==== DOCUMENT SEGMENT
In some cases, we do see outliers. Typically, in papers we would be expected to explain the outliers. However, as we do not control the environment, I would attribute the outliers to variation due to cross traffic or factors beyond our control. As we have an abundance of data, for now we can simply ignore pairs with large number of outliers. At a later stage, we can come back to understand why we see the outliers.

## Analysis using One-way ANOVA and Kolmogorov-Smirnov two-sample tests

ANOVA assumes: a) independence, b) normality of residuals, and c) homogeniety of variances.

We can confidently assume independence as each latency test has no bearing on the next. The first ping may take slightly longer than the following as forwarding tables may need to be updated, or arp tables may been to be populated. However, subsequent tests would be completely indepedent. We can address this aspect by increasing the number of experiments from 30 to 31 (or 10 to 11), to cater to this requirement. For now, I have not modified the script in this regard.

The assumption is that "distributions of the populations from which the samples are selected are normal." We can test for normality using the Shapiro-Wilks test or by eye-balling qqplots.
========
==== RAW DATA
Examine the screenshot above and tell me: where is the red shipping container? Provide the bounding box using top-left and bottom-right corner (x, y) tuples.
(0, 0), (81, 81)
========
- **TASK REQUIREMENTS**: Revise the statistical analysis passage, starting with "## Analysis using" and going on through "in this regard.", so that "latency" reads "delay". The lines above have no role here.

- **TASK SOLUTION**:
## Analysis using One-way ANOVA and Kolmogorov-Smirnov two-sample tests

ANOVA assumes: a) independence, b) normality of residuals, and c) homogeniety of variances.

We can confidently assume independence as each delay test has no bearing on the next. The first ping may take slightly longer than the following as forwarding tables may need to be updated, or arp tables may been to be populated. However, subsequent tests would be completely indepedent. We can address this aspect by increasing the number of experiments from 30 to 31 (or 10 to 11), to cater to this requirement. For now, I have not modified the script in this regard.